Aqidah Sayyid Ahmad Bin Muhammad Bin as-Shiddiq al-Ghumari
Oleh; H. Rizqi Dzulqornain
al-Batawi M.A
بسم الله الرحمن الرحيم
حمدا
له أظهر في الوجود *** نور حقيقة النبي المحمود
وصل يا رب على محمد *** الفاتح الخاتم طه الأمجد
وناصر الحق وهادينا الى *** صراطك القويم نهج الفضلا
وآله بحق قدره الفخيم *** وجاه مقدار مقامه العظيم.

● Daftar Tugas:
1 - Tuliskan ulang secara persis seluruh bagian kutipan dokumen, dari "Aqidah Sayyid Ahmad" terus ke bawah hingga "مقدار مقامه العظيم.".
2 - Menurut kutipan dokumen, siapa penulis tulisan tentang aqidah Sayyid Ahmad bin Muhammad bin as-Shiddiq al-Ghumari?

● Baris Tersimpan:
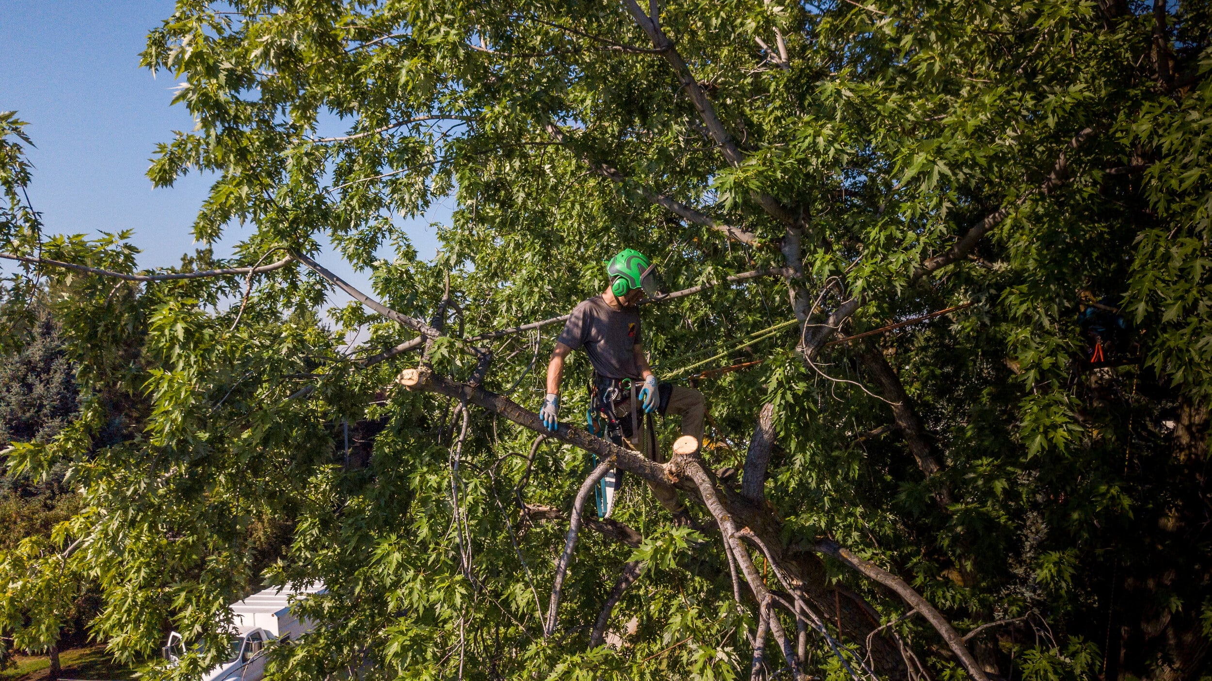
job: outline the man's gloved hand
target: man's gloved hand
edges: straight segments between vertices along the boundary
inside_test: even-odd
[[[644,379],[644,388],[640,388],[640,402],[644,404],[645,413],[652,413],[657,408],[657,377],[651,373]]]
[[[543,399],[543,408],[539,410],[538,416],[543,419],[543,425],[548,430],[559,430],[560,422],[560,396],[555,393],[548,393],[547,397]]]

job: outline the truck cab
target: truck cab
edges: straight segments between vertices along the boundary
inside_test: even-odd
[[[202,681],[258,681],[265,674],[265,648],[275,640],[295,639],[311,623],[291,612],[290,596],[307,597],[324,591],[324,584],[274,586],[230,606],[236,630],[229,639],[223,662],[202,675]],[[185,653],[181,634],[168,634],[164,657],[177,664]]]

● Hasil Tugas:
1 -
Aqidah Sayyid Ahmad Bin Muhammad Bin as-Shiddiq al-Ghumari
Oleh; H. Rizqi Dzulqornain
al-Batawi M.A
بسم الله الرحمن الرحيم
حمدا
له أظهر في الوجود *** نور حقيقة النبي المحمود
وصل يا رب على محمد *** الفاتح الخاتم طه الأمجد
وناصر الحق وهادينا الى *** صراطك القويم نهج الفضلا
وآله بحق قدره الفخيم *** وجاه مقدار مقامه العظيم.

2 - H. Rizqi Dzulqornain al-Batawi M.A.